* Work to complete *
Starting at the top of the entries, restate word for word each line up to and including the one with "Outline every instance of the firefighter in yellow".

-------------------------

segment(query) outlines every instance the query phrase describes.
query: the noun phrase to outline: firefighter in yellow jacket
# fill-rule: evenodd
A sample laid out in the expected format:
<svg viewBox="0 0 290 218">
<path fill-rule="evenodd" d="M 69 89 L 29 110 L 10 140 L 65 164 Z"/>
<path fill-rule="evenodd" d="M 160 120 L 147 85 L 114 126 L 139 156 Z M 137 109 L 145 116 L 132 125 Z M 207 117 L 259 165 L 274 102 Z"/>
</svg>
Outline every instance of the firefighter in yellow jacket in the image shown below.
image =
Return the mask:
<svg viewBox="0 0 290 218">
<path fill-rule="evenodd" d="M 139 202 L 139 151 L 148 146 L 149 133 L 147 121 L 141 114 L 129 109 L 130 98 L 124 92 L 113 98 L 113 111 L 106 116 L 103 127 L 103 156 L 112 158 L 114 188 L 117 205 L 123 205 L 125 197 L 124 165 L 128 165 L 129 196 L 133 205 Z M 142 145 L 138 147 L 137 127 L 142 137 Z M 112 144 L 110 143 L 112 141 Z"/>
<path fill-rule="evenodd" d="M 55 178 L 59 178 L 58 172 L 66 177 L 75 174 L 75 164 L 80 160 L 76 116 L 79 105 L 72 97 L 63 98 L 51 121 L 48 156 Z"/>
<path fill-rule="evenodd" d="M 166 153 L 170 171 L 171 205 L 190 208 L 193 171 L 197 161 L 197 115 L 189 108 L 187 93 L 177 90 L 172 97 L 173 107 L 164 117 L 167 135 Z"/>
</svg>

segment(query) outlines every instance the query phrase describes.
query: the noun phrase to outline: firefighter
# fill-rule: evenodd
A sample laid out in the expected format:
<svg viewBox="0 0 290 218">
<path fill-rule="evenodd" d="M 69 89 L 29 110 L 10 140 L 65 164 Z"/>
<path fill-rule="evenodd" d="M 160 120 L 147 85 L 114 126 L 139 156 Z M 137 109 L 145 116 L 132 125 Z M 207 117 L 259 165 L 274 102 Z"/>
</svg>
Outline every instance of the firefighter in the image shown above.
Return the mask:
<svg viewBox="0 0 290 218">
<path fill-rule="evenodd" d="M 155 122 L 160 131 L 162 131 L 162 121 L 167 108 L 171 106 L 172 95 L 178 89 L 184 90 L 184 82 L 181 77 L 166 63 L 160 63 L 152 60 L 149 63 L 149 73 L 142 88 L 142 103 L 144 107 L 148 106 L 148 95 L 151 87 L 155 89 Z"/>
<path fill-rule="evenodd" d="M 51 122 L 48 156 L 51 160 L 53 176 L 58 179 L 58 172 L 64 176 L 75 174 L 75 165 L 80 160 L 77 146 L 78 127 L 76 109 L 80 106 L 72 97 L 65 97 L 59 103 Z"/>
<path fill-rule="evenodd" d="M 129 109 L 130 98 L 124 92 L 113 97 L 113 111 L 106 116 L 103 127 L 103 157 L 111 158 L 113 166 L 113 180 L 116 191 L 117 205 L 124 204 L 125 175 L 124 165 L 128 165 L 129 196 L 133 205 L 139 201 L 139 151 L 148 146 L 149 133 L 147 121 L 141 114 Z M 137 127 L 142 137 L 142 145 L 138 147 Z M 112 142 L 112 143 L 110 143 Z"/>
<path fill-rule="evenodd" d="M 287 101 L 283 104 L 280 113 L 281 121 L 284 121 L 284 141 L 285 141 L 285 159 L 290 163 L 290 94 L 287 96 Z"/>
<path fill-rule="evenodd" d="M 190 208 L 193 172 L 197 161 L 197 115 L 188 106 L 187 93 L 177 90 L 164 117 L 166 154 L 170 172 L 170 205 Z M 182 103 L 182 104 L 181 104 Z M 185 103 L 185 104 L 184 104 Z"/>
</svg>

-------------------------

* Solution below *
segment(query) outlines every instance the query phrase describes.
query: the noun phrase to outline: firefighter in yellow jacket
# fill-rule: evenodd
A sample laid out in the expected format:
<svg viewBox="0 0 290 218">
<path fill-rule="evenodd" d="M 69 89 L 29 110 L 10 140 L 65 164 Z"/>
<path fill-rule="evenodd" d="M 160 120 L 147 85 L 114 126 L 139 156 Z M 137 109 L 145 116 L 132 125 Z M 207 117 L 259 165 L 274 102 Z"/>
</svg>
Outline every instance of the firefighter in yellow jacket in the image shown below.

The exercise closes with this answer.